======== SUPPLIED DATA ========

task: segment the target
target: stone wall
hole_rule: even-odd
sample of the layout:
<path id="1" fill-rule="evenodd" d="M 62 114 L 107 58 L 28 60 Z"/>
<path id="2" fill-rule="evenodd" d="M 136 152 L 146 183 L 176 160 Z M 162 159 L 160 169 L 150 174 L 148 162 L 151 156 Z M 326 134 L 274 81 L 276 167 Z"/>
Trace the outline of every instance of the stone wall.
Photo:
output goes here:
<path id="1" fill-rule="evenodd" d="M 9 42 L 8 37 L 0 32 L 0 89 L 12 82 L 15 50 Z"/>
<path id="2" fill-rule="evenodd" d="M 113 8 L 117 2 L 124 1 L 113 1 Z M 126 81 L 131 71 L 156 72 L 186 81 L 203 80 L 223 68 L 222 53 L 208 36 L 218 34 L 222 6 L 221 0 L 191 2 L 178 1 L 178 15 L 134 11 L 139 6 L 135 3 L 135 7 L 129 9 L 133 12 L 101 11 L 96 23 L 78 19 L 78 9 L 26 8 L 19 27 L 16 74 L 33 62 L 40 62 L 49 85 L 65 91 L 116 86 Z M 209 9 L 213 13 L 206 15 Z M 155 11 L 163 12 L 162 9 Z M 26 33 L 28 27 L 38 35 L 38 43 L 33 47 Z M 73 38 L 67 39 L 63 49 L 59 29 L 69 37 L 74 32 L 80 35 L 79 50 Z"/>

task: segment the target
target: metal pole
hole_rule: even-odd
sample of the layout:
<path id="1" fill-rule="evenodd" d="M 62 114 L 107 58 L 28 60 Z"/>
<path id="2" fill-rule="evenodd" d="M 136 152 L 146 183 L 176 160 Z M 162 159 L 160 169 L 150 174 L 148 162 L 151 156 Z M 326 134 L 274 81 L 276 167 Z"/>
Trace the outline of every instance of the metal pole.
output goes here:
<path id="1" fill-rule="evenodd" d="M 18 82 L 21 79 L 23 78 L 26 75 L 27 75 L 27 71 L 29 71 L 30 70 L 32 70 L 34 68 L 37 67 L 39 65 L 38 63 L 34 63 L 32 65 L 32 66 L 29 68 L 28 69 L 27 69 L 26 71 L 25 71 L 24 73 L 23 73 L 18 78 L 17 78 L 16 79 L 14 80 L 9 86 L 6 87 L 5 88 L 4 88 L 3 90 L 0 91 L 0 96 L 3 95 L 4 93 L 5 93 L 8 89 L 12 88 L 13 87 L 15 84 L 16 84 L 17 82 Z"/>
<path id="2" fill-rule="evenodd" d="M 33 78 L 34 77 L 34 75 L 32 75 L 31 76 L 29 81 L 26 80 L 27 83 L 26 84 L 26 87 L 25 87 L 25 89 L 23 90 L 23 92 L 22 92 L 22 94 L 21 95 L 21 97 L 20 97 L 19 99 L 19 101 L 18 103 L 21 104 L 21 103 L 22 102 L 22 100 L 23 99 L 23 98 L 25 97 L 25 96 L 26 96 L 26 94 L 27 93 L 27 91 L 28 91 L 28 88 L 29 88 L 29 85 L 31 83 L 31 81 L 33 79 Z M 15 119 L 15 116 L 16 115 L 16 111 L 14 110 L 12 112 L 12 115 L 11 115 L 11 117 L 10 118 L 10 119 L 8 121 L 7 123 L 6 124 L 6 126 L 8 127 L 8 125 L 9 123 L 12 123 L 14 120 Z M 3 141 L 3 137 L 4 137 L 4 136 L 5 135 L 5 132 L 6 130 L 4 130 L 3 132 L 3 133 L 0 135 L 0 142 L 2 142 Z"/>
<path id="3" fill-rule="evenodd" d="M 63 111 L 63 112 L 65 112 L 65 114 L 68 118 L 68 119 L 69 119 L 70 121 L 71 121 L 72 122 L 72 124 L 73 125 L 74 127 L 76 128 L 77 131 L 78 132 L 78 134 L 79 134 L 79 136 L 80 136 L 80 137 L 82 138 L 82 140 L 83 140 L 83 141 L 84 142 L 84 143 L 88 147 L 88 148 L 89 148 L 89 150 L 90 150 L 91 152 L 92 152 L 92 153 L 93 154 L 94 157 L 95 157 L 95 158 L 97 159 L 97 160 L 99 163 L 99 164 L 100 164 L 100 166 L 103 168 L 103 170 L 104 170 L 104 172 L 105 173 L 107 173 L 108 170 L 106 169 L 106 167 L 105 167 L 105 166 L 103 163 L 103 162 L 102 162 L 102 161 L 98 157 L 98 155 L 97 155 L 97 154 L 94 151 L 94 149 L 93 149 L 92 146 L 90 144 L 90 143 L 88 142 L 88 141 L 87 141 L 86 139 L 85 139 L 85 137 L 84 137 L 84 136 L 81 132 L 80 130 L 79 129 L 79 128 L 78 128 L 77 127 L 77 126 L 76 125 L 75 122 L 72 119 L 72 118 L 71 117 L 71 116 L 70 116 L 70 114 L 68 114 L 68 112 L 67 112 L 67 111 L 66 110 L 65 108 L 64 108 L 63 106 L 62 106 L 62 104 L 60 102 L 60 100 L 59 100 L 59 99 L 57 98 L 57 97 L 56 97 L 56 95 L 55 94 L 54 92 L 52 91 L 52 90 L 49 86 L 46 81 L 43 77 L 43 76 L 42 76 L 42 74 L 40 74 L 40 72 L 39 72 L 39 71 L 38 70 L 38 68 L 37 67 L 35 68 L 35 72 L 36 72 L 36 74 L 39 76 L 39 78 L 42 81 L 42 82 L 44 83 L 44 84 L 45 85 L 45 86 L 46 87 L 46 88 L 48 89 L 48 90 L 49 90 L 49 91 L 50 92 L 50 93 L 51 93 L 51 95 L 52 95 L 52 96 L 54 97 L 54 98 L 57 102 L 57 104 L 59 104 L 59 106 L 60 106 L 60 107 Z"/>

========

**EXERCISE DIRECTIONS**
Rename "stone wall" to "brick wall" throughout the records, from the start through the line containing "9 42 L 8 37". Give back only those lines, with nothing else changed.

**SOLUTION FOR THIS PROBLEM**
task: segment the target
target: brick wall
hole_rule: even-odd
sample of the layout:
<path id="1" fill-rule="evenodd" d="M 62 114 L 107 58 L 28 60 Z"/>
<path id="2" fill-rule="evenodd" d="M 136 152 L 146 183 L 176 160 Z M 162 159 L 160 169 L 150 174 L 148 162 L 151 156 Z M 326 134 L 274 81 L 276 167 Z"/>
Trace the outline of every instance of the brick wall.
Photo:
output goes here:
<path id="1" fill-rule="evenodd" d="M 9 42 L 8 37 L 0 32 L 0 89 L 12 82 L 15 50 Z"/>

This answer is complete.